■ **EXERCISE AIM**
Repeat all of the data precisely.

## Begin

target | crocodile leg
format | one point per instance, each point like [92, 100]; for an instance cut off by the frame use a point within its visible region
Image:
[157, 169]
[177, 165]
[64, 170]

## End

■ **FULL SOLUTION**
target | crocodile leg
format | one point per instance, each point like [92, 100]; for an instance cut off by the frame use a point within its visible region
Image:
[157, 169]
[177, 165]
[64, 170]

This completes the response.